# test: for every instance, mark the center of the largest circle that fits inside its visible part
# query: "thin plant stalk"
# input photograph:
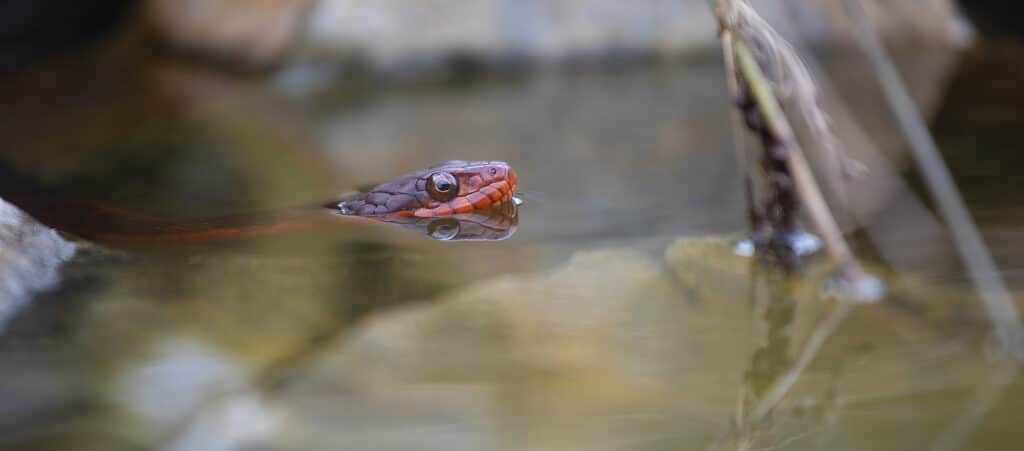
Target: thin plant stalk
(980, 265)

§ **Required work**:
Without including any picture, write out the material above exactly.

§ **Problem solution**:
# test: for every instance, mark the center of the largest circle that fits inside its visible part
# query: "thin plant stalk"
# input photograph:
Target: thin plant stalk
(980, 265)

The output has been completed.